→ RECORDS SUPPLIED:
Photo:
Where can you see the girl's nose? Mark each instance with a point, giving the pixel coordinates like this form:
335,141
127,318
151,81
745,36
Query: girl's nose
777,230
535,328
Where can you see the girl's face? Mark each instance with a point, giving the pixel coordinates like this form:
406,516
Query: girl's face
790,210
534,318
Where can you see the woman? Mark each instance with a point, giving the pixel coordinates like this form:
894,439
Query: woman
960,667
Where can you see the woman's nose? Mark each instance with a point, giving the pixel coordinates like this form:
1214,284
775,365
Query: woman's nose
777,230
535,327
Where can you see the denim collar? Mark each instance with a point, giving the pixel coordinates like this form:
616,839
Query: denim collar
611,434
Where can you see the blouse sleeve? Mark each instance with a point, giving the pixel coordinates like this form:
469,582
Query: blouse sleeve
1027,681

→ INSTRUCTION: Copy all data exactly, start to finish.

→ ANSWER BELOW:
Photo:
Where can you see the girl's nose? Mark each instance with a point, giving the pixel coordinates like this form:
335,141
127,318
151,81
745,36
Query: girl's nose
777,230
535,328
Where can you see the girl's face? Mark each instance with a point, giving the pixel coordinates like this form:
406,516
Query: girl's face
790,210
534,318
Where can you see the woman? Mark each instance with a point, giving the pixel coordinates like this form:
894,439
Query: woman
960,667
Where can you see the woman's nose? Mark each instance with a point, giving the pixel coordinates like this form:
1214,284
775,365
Query: woman's nose
777,230
535,327
Where can you see the denim collar? Mark each instance with a point, giving the pixel coordinates like this form:
616,839
Query: denim collar
611,434
Where can you see the blouse sleeve? Mark each instance with a point, giving the pixel coordinates like this form:
469,582
Query: blouse sleeve
1027,681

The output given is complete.